▼▼▼
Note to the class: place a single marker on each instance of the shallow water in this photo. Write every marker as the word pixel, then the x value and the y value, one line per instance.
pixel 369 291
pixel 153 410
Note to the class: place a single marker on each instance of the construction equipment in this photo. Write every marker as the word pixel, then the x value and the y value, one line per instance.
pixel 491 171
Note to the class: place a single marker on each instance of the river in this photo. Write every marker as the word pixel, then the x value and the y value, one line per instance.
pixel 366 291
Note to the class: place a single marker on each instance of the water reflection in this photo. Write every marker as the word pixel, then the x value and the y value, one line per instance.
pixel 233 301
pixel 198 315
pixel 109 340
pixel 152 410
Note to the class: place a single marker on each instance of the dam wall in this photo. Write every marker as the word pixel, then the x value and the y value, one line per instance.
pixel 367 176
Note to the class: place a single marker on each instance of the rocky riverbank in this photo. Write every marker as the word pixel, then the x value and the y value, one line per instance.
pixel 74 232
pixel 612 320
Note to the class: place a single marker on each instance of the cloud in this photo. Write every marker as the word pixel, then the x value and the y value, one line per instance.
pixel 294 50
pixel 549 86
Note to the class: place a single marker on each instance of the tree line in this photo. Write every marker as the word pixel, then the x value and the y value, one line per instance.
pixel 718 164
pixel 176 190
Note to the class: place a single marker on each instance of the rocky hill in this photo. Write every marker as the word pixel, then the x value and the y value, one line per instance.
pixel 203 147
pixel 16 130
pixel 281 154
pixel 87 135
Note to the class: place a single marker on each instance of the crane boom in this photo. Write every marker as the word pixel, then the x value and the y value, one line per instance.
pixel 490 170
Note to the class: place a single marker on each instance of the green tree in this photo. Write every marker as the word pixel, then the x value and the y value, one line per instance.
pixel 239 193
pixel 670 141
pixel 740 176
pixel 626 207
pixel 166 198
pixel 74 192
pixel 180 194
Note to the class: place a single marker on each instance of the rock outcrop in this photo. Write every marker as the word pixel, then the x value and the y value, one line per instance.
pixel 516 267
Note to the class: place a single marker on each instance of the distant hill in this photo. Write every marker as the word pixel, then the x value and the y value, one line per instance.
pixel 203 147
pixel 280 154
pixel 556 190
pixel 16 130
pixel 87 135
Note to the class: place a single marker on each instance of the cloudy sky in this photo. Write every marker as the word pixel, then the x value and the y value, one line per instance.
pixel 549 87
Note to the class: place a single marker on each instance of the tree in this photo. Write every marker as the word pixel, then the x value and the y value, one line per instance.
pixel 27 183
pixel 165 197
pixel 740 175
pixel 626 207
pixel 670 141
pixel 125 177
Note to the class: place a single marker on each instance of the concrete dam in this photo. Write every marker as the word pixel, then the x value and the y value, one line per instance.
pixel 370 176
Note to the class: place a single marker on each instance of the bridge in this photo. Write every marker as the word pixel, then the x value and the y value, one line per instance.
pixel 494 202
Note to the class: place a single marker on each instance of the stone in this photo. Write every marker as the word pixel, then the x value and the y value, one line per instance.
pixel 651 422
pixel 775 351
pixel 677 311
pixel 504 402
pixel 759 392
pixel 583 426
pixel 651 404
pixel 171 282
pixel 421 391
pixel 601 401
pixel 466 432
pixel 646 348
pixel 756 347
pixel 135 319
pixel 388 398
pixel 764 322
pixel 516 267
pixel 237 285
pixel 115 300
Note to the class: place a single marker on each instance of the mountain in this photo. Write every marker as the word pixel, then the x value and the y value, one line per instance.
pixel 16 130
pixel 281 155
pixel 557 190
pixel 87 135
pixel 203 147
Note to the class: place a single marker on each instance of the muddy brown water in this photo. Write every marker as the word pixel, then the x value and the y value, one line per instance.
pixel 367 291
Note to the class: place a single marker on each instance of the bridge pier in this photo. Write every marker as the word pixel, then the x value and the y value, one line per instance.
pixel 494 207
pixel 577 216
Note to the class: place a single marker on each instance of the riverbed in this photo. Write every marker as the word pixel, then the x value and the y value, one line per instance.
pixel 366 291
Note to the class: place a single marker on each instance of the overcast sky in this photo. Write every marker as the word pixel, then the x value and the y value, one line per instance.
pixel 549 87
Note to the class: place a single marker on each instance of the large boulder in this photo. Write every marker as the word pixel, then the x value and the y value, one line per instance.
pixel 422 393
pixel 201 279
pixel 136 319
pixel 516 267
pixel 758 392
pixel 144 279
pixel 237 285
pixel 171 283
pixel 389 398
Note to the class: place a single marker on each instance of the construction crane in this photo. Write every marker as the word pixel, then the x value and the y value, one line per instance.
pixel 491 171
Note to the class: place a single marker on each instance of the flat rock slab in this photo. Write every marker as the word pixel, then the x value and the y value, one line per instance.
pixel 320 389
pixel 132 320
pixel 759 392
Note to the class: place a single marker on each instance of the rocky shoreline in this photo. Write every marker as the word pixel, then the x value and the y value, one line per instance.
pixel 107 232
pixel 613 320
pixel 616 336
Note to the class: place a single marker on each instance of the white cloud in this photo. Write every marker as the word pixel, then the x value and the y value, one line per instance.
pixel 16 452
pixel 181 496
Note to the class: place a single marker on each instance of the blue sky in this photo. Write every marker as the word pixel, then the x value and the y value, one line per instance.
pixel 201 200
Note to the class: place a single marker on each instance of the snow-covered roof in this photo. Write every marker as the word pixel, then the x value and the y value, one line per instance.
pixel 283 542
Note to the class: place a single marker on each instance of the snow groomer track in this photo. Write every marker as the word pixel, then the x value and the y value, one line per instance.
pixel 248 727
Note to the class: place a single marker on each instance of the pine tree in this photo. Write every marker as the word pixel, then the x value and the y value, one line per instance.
▲▲▲
> [Problem description]
Reproduce the records beginning at the line that has "the bridge in" and stopping after the line that has "pixel 115 300", with "stone" changed to "boulder" and everything else left unchanged.

> [Exercise solution]
Note to the class: place a single marker on each instance of the bridge in this photo. Write every marker as the word pixel, then the x value and the y value, one line per instance.
pixel 494 202
Note to the class: place a single marker on each instance of the boulder in this photo. Write every marker as the word pixel, then the x value and the y value, one line per instance.
pixel 651 422
pixel 775 351
pixel 677 311
pixel 504 402
pixel 759 392
pixel 583 426
pixel 651 404
pixel 171 282
pixel 421 391
pixel 601 401
pixel 466 432
pixel 646 348
pixel 756 347
pixel 135 319
pixel 388 398
pixel 764 322
pixel 516 267
pixel 237 285
pixel 115 300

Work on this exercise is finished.